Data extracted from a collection
§

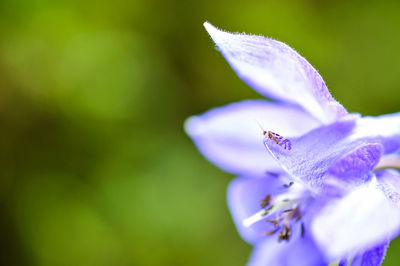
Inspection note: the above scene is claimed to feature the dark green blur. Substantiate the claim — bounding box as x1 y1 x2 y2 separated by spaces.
0 0 400 266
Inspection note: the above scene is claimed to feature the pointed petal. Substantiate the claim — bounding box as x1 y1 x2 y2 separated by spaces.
204 22 347 123
185 100 319 176
248 234 328 266
264 116 400 190
375 169 400 207
351 243 388 266
227 176 284 244
311 177 400 260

§

● Exercise prompt
Switch "petal" to "leaf" in the lines running from the one that contains "feature the pointed" through the end of the items, both ends included. Give back only those lines, with everything else left unchanged.

● In response
Inspection note: the above scene is claimed to feature the pointed leaf. Substantiate the claim — bounding box as x1 y1 x2 y2 separated by spaces.
204 22 347 123
185 100 319 176
248 234 328 266
264 116 400 190
375 169 400 207
351 243 388 266
227 176 284 244
311 177 400 260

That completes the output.